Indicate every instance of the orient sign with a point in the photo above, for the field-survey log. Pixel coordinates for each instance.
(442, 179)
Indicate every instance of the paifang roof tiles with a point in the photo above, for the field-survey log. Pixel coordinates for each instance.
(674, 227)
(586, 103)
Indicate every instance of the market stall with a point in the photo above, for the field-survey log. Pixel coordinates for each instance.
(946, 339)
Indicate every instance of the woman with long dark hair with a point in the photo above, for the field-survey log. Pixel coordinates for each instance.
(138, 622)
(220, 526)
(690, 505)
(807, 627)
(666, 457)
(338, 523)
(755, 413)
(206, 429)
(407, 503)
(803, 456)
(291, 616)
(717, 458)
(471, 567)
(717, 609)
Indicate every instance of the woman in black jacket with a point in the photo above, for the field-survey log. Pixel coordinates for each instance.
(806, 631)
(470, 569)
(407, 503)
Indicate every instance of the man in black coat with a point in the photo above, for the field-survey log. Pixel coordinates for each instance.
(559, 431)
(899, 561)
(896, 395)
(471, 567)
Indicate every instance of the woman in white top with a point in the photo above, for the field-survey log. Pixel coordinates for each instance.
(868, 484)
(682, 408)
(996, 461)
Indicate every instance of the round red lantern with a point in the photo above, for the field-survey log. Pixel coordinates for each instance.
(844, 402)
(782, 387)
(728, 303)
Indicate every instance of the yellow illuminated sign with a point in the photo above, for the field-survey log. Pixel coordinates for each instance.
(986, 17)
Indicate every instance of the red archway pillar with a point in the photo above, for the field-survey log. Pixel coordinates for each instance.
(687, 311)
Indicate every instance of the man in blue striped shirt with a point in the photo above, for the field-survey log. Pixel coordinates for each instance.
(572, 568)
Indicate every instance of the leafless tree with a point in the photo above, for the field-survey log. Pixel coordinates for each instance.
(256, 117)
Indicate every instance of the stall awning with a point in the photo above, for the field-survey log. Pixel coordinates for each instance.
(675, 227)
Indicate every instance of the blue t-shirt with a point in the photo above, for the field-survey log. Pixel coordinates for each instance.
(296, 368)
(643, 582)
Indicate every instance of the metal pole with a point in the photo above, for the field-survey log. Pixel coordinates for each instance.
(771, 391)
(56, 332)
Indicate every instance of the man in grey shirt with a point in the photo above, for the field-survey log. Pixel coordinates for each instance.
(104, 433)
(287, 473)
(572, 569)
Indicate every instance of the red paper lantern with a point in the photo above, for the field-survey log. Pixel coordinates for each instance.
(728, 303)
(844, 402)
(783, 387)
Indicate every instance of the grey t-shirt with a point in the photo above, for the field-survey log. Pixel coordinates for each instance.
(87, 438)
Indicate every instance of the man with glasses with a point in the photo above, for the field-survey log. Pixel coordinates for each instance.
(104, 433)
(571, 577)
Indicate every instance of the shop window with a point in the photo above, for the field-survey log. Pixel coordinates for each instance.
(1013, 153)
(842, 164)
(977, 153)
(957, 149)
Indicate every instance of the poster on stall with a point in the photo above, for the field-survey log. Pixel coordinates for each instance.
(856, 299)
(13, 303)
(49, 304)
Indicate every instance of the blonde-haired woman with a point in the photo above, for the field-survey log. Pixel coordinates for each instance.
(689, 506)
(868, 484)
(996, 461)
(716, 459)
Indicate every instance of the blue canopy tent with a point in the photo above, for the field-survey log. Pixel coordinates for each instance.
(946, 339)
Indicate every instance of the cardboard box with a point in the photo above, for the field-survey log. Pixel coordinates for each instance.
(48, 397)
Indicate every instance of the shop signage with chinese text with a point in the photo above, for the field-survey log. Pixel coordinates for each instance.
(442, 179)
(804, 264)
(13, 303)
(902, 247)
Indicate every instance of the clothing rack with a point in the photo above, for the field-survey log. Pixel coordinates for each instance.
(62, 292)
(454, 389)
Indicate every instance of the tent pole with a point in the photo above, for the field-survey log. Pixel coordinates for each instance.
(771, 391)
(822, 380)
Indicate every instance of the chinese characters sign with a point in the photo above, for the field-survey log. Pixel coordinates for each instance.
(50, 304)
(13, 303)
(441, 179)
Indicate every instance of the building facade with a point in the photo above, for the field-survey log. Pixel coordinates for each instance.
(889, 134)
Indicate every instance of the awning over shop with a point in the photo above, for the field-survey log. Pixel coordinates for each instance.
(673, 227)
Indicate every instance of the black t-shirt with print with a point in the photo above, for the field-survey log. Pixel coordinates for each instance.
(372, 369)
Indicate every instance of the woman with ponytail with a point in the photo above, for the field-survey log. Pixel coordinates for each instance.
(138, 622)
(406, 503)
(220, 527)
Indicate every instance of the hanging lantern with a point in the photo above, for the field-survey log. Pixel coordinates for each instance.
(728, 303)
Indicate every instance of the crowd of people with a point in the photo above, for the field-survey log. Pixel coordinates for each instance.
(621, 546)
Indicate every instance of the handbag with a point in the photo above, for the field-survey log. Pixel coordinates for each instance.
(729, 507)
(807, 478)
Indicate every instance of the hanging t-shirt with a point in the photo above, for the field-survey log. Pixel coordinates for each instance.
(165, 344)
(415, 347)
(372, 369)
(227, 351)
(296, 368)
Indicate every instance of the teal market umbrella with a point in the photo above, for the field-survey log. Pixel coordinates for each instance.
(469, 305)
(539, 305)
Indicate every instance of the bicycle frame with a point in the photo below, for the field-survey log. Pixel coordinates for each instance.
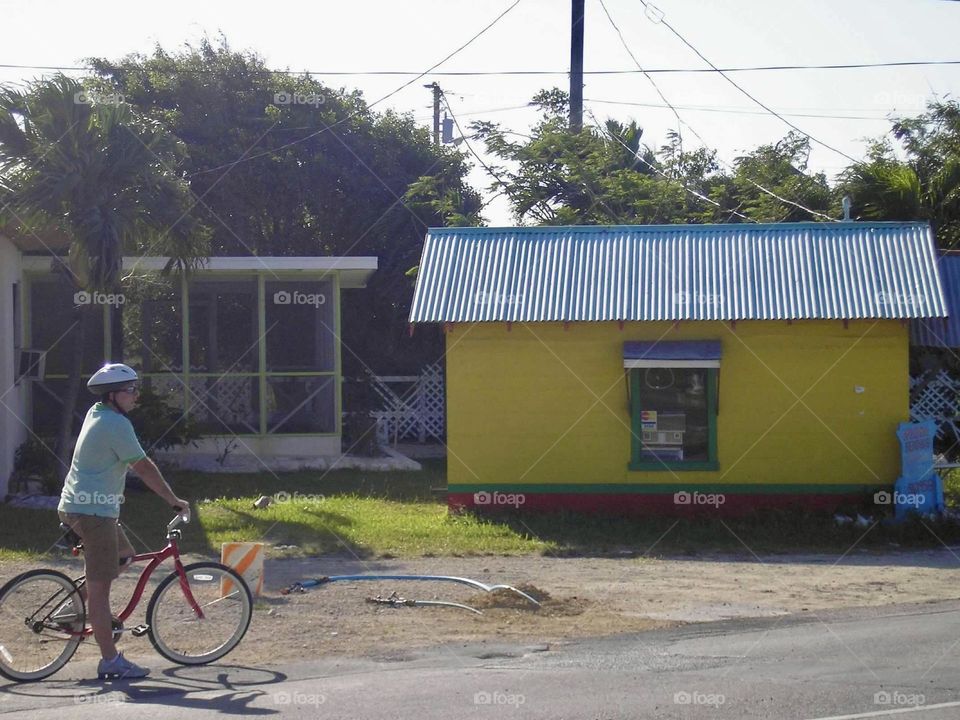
(171, 550)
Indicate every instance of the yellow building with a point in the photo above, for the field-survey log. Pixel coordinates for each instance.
(676, 368)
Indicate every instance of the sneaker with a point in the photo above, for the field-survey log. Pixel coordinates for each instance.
(120, 669)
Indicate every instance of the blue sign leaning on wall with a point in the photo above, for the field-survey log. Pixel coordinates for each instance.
(919, 488)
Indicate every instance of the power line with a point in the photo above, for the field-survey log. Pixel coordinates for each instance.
(368, 106)
(660, 172)
(697, 135)
(647, 75)
(481, 73)
(702, 108)
(656, 16)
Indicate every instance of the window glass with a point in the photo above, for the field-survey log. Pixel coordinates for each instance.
(47, 407)
(151, 325)
(223, 326)
(225, 405)
(55, 311)
(674, 424)
(301, 405)
(300, 326)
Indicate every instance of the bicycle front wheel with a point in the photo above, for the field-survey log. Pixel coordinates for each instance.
(182, 635)
(32, 644)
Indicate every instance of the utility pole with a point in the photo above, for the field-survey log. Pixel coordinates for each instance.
(436, 111)
(576, 66)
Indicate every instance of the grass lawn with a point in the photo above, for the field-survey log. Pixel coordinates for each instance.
(398, 514)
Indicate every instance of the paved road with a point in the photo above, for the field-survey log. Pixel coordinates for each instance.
(900, 662)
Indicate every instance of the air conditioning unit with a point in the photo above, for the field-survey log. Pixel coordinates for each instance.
(32, 364)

************

* PROBLEM STATEMENT: Please retype exactly the line containing "Indicate every instance of the power" and each line after it to the end of the records, and nothing more.

* PROBLEM SOLUTION:
Indicate every instance of the power line with a point in the photo above, for the field-survey log. Pixel coordinates for each instance.
(368, 106)
(660, 172)
(697, 135)
(647, 75)
(481, 73)
(702, 108)
(656, 16)
Indicate every instance of the window glass with a point in the photo above, for the field-survey log. Pixel coordinates for each instance.
(47, 407)
(151, 325)
(223, 326)
(225, 405)
(55, 311)
(674, 424)
(301, 405)
(300, 326)
Indicate every instance of the bicycle front wheel with a point in the photo above, for the field-survey log. Pixel coordinates for each instance.
(182, 635)
(32, 644)
Indicate every instance of the utility pole with a point in the photo above, for the field-survey log. Pixel coordinates for each instance.
(436, 111)
(576, 66)
Indicate every instance of the grass lawn with a point in the photo above, for the field-survey log. Pixel coordinates for each instance.
(398, 514)
Indicate every instance of the paved road with a point in the photo above, for the field-survey log. Pixel coordinates for each instance.
(900, 662)
Indicate every instance of the air conditioning unit with a point in the photo above, for the field-survey log. Pixel coordinates for each instance.
(32, 364)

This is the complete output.